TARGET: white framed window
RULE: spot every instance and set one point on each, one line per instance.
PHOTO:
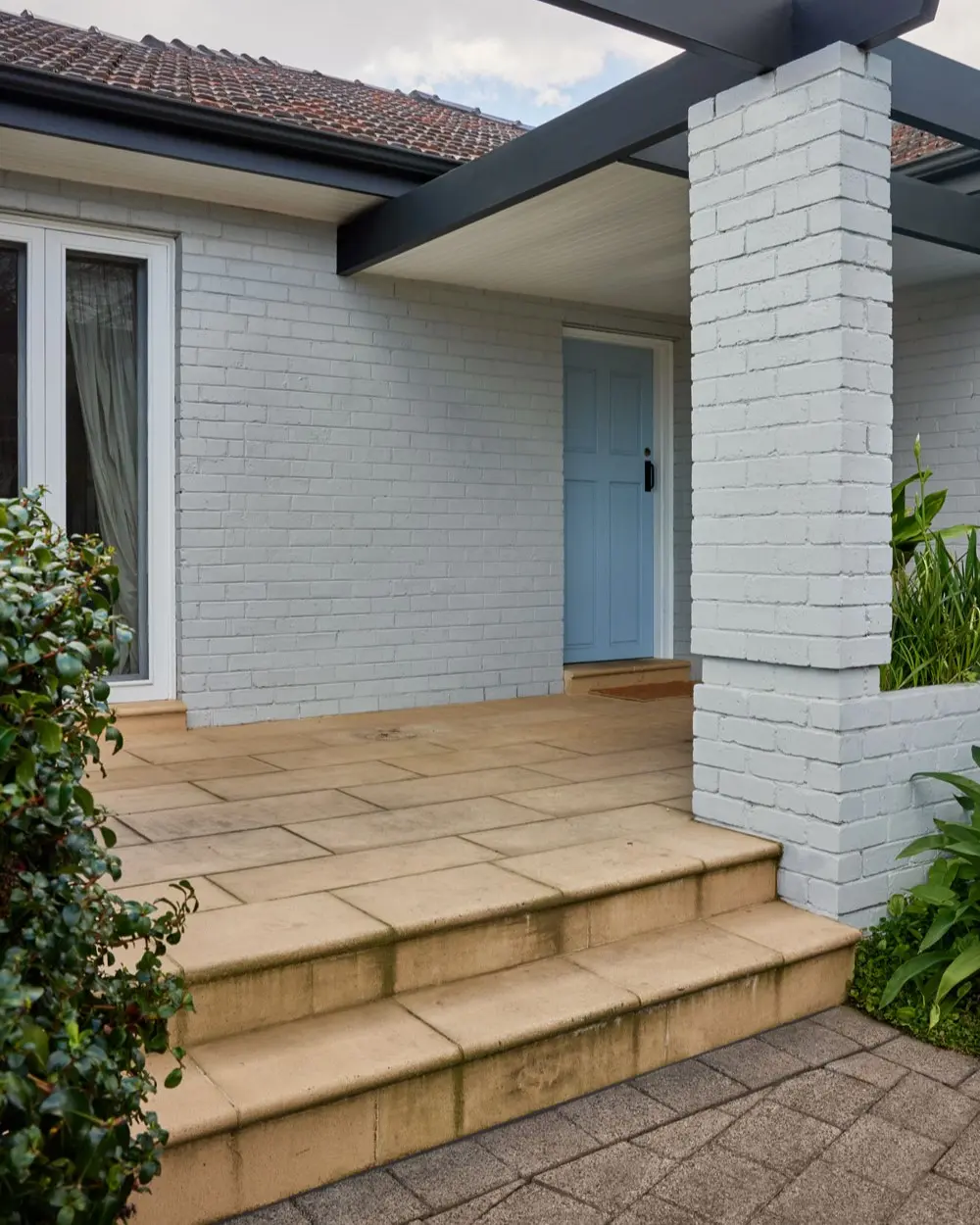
(87, 411)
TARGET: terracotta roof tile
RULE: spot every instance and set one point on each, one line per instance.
(261, 88)
(258, 88)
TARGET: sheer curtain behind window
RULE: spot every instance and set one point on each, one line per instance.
(102, 332)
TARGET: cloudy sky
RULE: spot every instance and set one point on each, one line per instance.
(515, 58)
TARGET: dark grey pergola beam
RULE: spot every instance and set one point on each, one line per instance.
(759, 32)
(641, 112)
(643, 122)
(935, 93)
(764, 33)
(935, 215)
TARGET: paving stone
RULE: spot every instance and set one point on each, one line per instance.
(813, 1045)
(475, 1209)
(827, 1096)
(950, 1067)
(372, 1199)
(870, 1068)
(538, 1143)
(720, 1186)
(857, 1025)
(963, 1159)
(540, 1205)
(686, 1136)
(940, 1201)
(970, 1087)
(927, 1107)
(754, 1062)
(451, 1175)
(655, 1210)
(740, 1106)
(826, 1195)
(689, 1087)
(778, 1137)
(616, 1113)
(611, 1180)
(880, 1152)
(277, 1214)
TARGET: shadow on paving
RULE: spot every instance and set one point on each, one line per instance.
(832, 1121)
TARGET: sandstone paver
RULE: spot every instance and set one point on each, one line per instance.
(844, 1143)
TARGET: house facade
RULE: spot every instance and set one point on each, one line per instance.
(475, 460)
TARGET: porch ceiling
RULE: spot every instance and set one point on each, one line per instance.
(616, 238)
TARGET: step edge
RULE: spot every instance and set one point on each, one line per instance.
(435, 1063)
(233, 969)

------------

* **WRITTEN REQUEST**
Beginning at the line that holds "TARGET: paving stone", reproduce each line of the records above down to and including the last one.

* **WRITTEN RESPONSE**
TARGET: paving stone
RULE: spot every instance and set one point on each, one line per instance.
(813, 1045)
(475, 1209)
(827, 1096)
(950, 1067)
(372, 1199)
(870, 1068)
(538, 1143)
(720, 1186)
(857, 1025)
(963, 1159)
(540, 1205)
(686, 1136)
(940, 1201)
(970, 1087)
(927, 1107)
(754, 1062)
(451, 1175)
(655, 1210)
(740, 1106)
(826, 1195)
(689, 1087)
(778, 1137)
(616, 1113)
(611, 1180)
(880, 1152)
(277, 1214)
TARGET: shadow on paving
RULE: spot every instance and set one point on each, one line per instance.
(832, 1121)
TARGET: sandstone paver
RULE: spot every instance and set one point on each, one line per instance.
(844, 1143)
TARGET: house facade
RULE: spot every instance and set one point on each, one line per instance.
(475, 460)
TARGET: porch ceiling
RULE: spot every instance and set one point on each, one line per instance.
(616, 238)
TARGET: step edge
RULE: spot every instance and set one point on each, one line per instance.
(435, 1063)
(233, 969)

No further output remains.